Work required -> Render the lines of the records as a Markdown table with the columns Row and Entry, starting at the line that contains "Tag every instance of the car side" and ending at the last line of the records. Number each row and leave out any blank lines.
=== Material ===
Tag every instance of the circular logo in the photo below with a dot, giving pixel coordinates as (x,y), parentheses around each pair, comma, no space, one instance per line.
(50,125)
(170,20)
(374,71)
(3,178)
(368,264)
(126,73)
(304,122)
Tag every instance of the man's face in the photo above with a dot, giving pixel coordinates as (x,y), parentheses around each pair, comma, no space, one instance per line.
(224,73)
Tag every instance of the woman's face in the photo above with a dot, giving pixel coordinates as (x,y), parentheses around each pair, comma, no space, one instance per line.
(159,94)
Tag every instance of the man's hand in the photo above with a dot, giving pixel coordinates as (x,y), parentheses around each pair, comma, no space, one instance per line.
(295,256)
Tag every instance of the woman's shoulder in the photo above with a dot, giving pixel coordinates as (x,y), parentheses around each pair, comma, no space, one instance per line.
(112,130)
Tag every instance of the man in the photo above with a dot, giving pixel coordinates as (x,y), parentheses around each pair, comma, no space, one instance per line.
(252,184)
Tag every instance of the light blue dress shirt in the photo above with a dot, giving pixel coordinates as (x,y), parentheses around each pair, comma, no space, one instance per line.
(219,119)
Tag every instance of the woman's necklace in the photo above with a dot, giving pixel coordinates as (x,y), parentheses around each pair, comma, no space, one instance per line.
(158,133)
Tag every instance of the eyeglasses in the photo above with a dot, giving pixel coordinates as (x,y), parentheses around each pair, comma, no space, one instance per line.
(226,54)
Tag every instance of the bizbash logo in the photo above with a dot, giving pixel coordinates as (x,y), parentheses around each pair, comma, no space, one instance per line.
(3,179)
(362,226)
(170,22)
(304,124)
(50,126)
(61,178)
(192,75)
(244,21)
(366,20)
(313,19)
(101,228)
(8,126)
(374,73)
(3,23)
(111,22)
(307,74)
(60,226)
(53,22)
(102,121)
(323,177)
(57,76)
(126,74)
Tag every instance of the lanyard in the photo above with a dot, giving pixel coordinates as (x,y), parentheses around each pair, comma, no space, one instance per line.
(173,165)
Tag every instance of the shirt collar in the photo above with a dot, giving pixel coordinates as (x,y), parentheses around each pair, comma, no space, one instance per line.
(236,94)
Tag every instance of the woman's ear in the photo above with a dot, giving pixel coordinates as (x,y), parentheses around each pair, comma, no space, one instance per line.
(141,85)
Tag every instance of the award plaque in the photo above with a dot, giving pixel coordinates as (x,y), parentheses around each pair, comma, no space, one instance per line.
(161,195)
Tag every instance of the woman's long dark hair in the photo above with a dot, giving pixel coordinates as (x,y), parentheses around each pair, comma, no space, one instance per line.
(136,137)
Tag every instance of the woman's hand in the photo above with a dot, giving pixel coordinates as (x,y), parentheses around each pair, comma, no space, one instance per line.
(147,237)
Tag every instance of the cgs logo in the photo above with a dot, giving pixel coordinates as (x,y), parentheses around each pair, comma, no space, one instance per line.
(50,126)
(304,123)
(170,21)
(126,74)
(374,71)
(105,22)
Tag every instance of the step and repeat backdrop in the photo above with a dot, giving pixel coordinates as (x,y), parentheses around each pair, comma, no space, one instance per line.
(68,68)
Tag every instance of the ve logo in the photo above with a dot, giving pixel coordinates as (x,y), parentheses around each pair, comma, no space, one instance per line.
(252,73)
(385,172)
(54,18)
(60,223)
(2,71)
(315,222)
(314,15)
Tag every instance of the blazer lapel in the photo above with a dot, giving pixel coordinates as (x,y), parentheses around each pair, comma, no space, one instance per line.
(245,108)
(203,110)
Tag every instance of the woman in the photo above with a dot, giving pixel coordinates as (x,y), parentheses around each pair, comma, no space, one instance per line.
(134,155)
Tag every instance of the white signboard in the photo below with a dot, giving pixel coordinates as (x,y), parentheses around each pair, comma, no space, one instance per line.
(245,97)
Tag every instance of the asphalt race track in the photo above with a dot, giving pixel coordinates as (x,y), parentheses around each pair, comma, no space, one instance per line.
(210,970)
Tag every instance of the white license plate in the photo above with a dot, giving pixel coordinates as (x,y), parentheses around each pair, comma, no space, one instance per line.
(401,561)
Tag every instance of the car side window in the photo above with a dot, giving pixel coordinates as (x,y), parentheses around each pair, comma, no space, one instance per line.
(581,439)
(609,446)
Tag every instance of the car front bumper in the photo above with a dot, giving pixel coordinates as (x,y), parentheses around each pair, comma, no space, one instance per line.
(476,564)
===
The response ->
| Row | Entry |
|---|---|
| 1 | Tag every instance of the car side window in the photo above with a dot, giving pixel coordinates as (x,y), parentheses around each pair, comma, no space, one instance per line. |
| 2 | (581,439) |
| 3 | (609,446) |
| 4 | Tag every instance of the car front bumper in the photo above with a dot, giving pixel coordinates as (x,y), parentheses around each pair, comma, no space, one instance per line. |
| 5 | (476,564) |